- Set task:
Reproduce the data below word for word, beginning with its first line and continuing through the line that contains "[317,0,376,188]".

- Dataset entries:
────────────────────────────────────────

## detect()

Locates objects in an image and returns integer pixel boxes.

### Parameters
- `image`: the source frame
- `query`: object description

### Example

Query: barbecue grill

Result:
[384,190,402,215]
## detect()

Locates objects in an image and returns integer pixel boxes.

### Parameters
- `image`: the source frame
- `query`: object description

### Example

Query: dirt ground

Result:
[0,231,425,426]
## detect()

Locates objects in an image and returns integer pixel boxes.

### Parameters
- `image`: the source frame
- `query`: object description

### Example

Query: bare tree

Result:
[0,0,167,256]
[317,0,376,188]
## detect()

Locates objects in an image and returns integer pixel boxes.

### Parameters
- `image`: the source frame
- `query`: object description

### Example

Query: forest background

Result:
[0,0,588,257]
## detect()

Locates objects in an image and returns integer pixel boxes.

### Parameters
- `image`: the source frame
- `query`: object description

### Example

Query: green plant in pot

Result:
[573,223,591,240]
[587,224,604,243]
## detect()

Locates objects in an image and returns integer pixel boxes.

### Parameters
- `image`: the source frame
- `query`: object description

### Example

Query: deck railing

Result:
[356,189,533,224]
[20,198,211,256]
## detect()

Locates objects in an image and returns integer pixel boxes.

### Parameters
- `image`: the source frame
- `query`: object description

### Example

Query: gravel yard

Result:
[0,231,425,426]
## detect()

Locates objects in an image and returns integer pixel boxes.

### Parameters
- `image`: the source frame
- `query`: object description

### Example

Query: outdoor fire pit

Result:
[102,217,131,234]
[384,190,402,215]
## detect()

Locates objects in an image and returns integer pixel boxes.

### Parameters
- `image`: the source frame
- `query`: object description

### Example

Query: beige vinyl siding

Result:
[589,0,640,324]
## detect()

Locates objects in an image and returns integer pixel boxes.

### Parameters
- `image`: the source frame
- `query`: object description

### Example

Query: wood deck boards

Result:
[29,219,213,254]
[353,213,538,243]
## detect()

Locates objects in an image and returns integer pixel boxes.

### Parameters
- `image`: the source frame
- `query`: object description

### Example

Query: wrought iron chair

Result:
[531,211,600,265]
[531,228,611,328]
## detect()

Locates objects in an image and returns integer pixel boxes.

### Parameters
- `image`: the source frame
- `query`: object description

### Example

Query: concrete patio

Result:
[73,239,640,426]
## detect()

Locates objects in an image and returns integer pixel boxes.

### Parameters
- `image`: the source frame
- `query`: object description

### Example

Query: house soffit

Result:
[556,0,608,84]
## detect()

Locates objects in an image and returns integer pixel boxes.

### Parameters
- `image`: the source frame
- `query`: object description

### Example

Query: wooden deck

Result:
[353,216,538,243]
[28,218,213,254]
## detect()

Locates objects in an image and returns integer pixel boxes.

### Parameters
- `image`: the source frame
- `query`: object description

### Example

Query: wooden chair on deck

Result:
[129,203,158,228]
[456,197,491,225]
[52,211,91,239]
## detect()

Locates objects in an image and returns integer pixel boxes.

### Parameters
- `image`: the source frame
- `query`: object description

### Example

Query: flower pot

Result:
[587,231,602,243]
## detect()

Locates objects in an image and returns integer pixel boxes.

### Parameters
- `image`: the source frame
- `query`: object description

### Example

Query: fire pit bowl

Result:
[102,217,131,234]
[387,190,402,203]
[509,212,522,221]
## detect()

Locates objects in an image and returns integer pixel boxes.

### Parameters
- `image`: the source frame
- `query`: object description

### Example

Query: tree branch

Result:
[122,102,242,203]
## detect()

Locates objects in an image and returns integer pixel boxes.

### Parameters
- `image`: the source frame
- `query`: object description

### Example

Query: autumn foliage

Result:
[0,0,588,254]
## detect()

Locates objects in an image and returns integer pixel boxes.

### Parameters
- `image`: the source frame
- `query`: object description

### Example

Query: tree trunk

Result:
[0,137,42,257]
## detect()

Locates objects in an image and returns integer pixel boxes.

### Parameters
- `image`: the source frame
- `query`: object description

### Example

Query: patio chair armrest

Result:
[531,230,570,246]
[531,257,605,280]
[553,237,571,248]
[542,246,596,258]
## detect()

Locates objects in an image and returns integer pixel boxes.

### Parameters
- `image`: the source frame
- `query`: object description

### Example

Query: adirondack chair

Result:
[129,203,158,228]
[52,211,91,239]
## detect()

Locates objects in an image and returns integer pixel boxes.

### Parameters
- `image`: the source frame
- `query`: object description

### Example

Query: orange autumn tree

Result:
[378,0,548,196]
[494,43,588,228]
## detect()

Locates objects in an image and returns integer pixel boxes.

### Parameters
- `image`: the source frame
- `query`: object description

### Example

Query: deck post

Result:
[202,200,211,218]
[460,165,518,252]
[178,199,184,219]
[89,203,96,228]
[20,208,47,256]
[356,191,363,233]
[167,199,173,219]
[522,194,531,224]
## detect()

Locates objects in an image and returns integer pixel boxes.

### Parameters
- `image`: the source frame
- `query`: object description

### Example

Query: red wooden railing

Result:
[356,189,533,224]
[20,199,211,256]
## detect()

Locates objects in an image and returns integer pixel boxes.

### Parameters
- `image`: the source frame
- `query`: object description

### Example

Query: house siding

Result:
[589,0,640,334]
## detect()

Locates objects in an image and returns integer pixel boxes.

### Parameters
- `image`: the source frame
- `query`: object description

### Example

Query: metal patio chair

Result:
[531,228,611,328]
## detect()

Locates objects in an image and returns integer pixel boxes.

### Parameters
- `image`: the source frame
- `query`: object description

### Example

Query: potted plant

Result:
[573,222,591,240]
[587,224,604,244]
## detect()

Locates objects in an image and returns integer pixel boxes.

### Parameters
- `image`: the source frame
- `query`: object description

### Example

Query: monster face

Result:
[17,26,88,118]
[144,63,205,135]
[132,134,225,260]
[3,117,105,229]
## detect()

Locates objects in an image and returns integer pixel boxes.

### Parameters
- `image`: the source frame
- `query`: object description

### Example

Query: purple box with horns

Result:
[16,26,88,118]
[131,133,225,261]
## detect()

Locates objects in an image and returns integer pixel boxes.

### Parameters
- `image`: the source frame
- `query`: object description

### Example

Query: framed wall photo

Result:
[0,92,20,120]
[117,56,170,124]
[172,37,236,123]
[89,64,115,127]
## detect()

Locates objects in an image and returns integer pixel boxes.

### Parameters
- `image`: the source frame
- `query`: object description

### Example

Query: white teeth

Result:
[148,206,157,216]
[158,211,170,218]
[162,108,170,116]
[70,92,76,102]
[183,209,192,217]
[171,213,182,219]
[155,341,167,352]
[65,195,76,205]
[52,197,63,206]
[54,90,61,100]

────────────────────────────────────────

- Result of the exercise:
## detect()

Locates objects in an image and returns integer pixel boxes.

### Parameters
- `image`: the source frame
- `query`: object description

### Example

Query: barbecue grill

Result:
[384,190,402,215]
## detect()

Locates objects in an image and returns integer pixel boxes.

### Parameters
- `image`: the source frame
- `query`: object description

### Example

Query: dirt ground

Result:
[0,231,425,426]
## detect()

Locates objects in an image and returns integer pixel boxes.

### Parameters
- `image`: the source frame
- `query`: object description

### Example

Query: bare tree

Result:
[0,0,167,256]
[317,0,376,188]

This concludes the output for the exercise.